Image point grounding data
━━━━━━
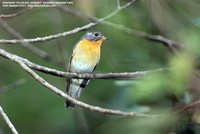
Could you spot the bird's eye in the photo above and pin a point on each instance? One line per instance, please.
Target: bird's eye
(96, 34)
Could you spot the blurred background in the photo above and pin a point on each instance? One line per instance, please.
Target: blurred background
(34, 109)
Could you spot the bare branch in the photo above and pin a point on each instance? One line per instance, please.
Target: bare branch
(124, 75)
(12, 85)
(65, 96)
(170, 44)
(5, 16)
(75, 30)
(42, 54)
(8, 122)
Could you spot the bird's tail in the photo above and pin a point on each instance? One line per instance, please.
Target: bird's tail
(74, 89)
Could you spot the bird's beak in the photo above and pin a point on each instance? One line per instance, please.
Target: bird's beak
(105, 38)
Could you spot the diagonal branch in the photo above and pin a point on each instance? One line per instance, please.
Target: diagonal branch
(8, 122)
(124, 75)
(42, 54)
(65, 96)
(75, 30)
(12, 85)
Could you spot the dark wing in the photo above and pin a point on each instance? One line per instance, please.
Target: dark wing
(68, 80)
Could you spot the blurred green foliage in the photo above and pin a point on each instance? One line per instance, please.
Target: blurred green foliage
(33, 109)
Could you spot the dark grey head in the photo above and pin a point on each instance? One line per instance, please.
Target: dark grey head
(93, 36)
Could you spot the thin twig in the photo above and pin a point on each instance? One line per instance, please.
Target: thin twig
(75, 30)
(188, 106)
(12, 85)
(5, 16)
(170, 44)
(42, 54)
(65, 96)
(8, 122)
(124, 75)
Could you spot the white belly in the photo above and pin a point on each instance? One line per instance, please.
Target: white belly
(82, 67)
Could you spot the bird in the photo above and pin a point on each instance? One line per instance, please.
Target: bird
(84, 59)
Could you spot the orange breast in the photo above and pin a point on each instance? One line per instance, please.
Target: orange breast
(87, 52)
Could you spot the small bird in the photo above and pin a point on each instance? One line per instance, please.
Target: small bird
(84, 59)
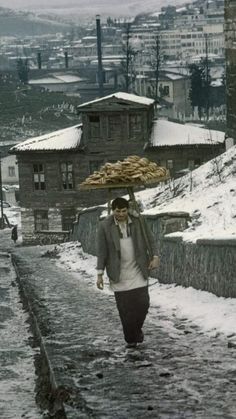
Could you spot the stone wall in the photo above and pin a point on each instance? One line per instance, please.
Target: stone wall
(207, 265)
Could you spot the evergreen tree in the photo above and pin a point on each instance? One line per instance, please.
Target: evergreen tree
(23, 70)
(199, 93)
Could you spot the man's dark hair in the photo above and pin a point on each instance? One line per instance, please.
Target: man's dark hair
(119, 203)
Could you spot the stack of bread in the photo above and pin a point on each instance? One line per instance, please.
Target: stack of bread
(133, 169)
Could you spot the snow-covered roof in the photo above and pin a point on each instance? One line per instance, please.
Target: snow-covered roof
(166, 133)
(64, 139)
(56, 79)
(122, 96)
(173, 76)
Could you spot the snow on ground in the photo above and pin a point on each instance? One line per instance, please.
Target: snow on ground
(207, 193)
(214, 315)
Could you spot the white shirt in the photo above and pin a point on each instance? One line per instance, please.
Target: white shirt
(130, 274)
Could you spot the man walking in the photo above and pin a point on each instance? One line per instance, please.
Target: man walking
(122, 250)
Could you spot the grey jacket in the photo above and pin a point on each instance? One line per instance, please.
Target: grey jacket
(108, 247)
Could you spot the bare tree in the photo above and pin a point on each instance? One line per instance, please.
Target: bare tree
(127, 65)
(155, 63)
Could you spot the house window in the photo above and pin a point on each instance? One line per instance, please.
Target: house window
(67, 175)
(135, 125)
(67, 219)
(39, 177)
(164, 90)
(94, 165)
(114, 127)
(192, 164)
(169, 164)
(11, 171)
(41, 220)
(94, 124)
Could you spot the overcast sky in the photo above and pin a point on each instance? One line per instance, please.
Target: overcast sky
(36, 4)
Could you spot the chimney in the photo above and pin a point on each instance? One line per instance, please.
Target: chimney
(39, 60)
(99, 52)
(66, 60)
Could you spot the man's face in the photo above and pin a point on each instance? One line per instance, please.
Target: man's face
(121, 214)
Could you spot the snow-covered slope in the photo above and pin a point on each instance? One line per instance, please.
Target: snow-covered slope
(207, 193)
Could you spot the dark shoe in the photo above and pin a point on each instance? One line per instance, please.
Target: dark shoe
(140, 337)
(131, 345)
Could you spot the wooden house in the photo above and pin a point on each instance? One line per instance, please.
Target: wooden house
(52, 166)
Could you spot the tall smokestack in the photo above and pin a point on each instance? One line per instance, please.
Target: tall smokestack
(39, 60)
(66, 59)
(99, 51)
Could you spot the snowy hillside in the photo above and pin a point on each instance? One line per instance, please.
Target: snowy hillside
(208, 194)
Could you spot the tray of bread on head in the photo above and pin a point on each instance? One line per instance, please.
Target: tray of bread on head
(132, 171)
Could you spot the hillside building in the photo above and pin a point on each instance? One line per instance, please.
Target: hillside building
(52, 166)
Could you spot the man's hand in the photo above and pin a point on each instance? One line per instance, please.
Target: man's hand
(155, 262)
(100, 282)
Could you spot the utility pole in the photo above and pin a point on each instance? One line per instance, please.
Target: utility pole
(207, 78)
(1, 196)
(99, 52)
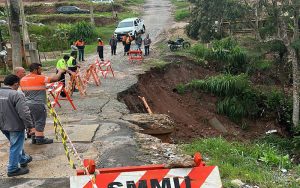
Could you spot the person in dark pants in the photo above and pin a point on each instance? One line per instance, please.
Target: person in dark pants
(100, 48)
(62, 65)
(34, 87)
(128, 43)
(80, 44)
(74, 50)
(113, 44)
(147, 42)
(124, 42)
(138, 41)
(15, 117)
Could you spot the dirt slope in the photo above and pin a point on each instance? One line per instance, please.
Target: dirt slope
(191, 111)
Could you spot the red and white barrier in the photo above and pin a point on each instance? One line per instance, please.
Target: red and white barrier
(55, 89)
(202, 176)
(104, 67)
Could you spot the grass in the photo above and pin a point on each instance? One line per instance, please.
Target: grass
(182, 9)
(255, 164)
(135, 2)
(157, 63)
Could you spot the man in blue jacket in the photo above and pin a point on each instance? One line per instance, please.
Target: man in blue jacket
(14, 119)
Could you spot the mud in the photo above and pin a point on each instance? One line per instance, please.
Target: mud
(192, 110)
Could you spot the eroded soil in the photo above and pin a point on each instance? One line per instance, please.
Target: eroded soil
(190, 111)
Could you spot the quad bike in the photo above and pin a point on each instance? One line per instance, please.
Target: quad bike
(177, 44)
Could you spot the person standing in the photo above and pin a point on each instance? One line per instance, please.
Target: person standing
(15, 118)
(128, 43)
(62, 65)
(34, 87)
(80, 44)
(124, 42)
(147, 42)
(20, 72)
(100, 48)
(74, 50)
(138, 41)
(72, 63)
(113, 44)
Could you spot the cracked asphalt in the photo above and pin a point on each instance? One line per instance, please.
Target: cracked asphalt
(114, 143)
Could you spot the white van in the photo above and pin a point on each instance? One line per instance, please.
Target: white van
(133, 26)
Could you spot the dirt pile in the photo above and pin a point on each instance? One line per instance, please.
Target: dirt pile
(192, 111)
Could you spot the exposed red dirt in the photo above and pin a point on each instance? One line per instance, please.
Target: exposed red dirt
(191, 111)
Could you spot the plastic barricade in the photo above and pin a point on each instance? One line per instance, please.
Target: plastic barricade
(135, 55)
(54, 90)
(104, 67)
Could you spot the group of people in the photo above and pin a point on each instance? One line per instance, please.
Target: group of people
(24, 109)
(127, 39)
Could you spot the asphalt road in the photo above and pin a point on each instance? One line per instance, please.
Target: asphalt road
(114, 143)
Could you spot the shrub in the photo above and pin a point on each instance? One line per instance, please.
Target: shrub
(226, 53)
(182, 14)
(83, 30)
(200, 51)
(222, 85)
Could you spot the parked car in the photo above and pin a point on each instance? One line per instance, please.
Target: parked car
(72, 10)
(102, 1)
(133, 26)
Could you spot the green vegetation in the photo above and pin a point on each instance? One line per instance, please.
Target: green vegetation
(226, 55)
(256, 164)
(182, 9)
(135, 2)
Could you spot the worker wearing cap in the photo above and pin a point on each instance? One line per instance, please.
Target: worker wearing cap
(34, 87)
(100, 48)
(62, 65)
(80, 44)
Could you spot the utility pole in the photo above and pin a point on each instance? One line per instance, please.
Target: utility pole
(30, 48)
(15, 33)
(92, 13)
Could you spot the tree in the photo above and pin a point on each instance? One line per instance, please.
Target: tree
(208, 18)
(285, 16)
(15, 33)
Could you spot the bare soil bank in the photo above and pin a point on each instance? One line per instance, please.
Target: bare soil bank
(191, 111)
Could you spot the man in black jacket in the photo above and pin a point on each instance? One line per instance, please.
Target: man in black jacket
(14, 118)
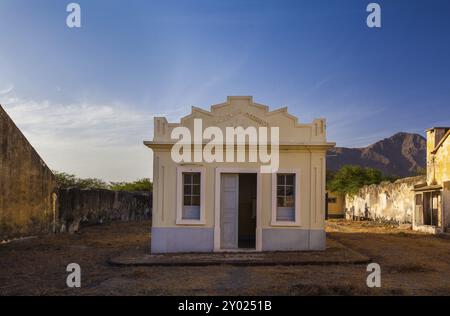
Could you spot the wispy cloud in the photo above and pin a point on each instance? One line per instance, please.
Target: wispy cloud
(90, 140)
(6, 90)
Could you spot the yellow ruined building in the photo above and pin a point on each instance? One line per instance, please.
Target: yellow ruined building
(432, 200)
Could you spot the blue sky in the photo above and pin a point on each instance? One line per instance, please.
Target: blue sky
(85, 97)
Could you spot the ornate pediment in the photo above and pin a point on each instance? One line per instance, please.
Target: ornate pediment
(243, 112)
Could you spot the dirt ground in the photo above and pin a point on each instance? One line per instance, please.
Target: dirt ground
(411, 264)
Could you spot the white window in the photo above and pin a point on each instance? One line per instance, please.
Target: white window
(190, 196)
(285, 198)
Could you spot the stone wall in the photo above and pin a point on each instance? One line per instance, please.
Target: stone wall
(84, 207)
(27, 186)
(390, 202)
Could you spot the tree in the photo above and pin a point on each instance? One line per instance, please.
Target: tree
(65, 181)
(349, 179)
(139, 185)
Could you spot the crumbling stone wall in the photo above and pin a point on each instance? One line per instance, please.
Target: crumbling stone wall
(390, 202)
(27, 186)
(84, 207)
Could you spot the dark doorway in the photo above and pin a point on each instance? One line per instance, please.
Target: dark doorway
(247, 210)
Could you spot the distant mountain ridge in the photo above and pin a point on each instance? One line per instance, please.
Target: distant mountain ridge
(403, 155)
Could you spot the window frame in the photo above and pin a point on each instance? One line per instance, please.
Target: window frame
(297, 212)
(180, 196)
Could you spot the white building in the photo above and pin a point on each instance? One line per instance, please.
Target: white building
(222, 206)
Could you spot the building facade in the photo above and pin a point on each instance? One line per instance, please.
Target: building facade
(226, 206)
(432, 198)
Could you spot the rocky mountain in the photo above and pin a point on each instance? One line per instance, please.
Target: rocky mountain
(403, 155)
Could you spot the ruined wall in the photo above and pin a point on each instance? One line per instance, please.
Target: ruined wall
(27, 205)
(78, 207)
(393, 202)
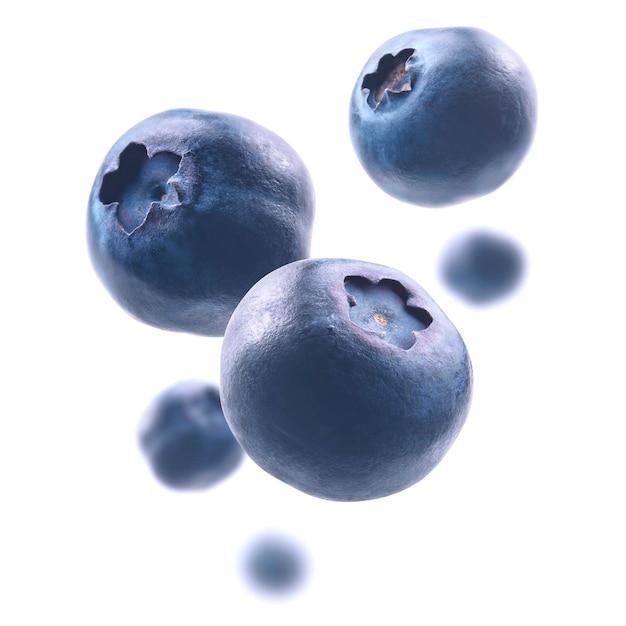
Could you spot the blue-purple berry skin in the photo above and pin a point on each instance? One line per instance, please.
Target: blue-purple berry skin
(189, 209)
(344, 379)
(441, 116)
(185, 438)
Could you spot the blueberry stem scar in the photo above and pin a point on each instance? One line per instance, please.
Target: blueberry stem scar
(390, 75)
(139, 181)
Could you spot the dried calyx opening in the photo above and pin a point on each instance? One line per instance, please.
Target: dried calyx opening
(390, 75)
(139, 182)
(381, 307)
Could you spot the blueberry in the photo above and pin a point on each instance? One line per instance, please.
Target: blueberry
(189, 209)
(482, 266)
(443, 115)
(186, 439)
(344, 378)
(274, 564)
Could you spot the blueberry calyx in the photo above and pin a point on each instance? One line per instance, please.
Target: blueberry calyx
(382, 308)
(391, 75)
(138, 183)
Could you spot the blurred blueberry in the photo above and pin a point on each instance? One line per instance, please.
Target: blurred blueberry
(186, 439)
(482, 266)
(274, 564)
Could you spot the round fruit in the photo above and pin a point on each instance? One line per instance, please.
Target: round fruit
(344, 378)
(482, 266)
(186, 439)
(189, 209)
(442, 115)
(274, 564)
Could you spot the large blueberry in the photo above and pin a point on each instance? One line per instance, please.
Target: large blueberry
━━━━━━
[Work request] State how many lines of the entries contain the word "large". Nothing besides the number belongs in the reply.

[Finished task] 2